• Document section:
Using RAG, a language model is to be optimised so that it can refer to information outside of its own training data and incorporate this into an answer. In the case of the project, the relevant websites are to act as sources of knowledge.
AI determines page content and prepares information
If the project succeeds as planned, answers to questions such as ‘Which countries do the MAs who have studied computational linguistics and are working on speech recognition come from?’ will be just a finger exercise for the DFKI technology. Among other things, it opens up the possibility of finding out things on the basis of the website-specific RAGs that would otherwise hardly be visible or combinable.
Another advantage: ‘The websites automatically become accessible because they can be presented in many languages, by text, voice, image, etc. and in simplified language,’ says Schmeier. At the same time, website maintenance would become much less complicated.
Real answers
Conventional search engines return documents as results to the person searching. RAGs, on the other hand, provide real answers - however, many problems that arise with RAGs from websites have not yet been solved.
The solution approach of the researchers at DFKI: ‘Through the type of indexing, i.e. the transformation of the website content into the content of the RAG, we can find general solutions for the RAGs that can also be applied to other sources,’ explains Schmeier. This would be made possible, for example, by links within documents to other documents.
Difficulties within the project
Making all information accessible for corresponding search queries appears to be a mammoth task that involves a number of hurdles. Even if everything runs smoothly on the part of the AI application, the difficulty lies in the individuality of the websites.

• Supplied data:
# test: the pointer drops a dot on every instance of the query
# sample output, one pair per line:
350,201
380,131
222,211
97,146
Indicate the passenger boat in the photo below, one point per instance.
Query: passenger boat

• Assignment 1:
Answer these questions about the text on the DFKI website project, one line each:
(a) What are the relevant websites meant to act as in the project?
(b) What do conventional search engines return to the person searching?
(c) Even if the AI application runs smoothly, where does the difficulty lie?
• Assignment 2:
Write the next part of the text on the DFKI website project, following on from its final sentence.

• Response box 1:
(a) Sources of knowledge.
(b) Documents.
(c) In the individuality of the websites.

• Response box 2:
‘When parsing the websites to create a robust textual representation of the websites, there have been application-specific challenges to date,’ report the researchers. While working on the project, Sven Schmeier and his team have to deal with ever new exceptions in the design and layout of websites.
On the way to a solution
Research is currently being conducted on two fronts. On the one hand, the creation of a benchmark data set for multi-hop information retrieval via web content - i.e. raw websites. On the other hand, the reasoning capabilities of open-source LLMs for navigating web content are being tested using our own textual web representations.
However, the current zero-shot tests show that the language models used do not select the optimal actions based on the question/web content. In addition, the researchers have already identified significant differences between the open-source LLMs Llama2 70b and GPT4.
The search for a suitable language model therefore continues. In the next series of tests, Gemini ultra 1.5 will be tested in the hope of achieving even better performance. The data set created by the researchers and the improved reasoning capabilities of the Gemini models should contribute to this effect in tandem.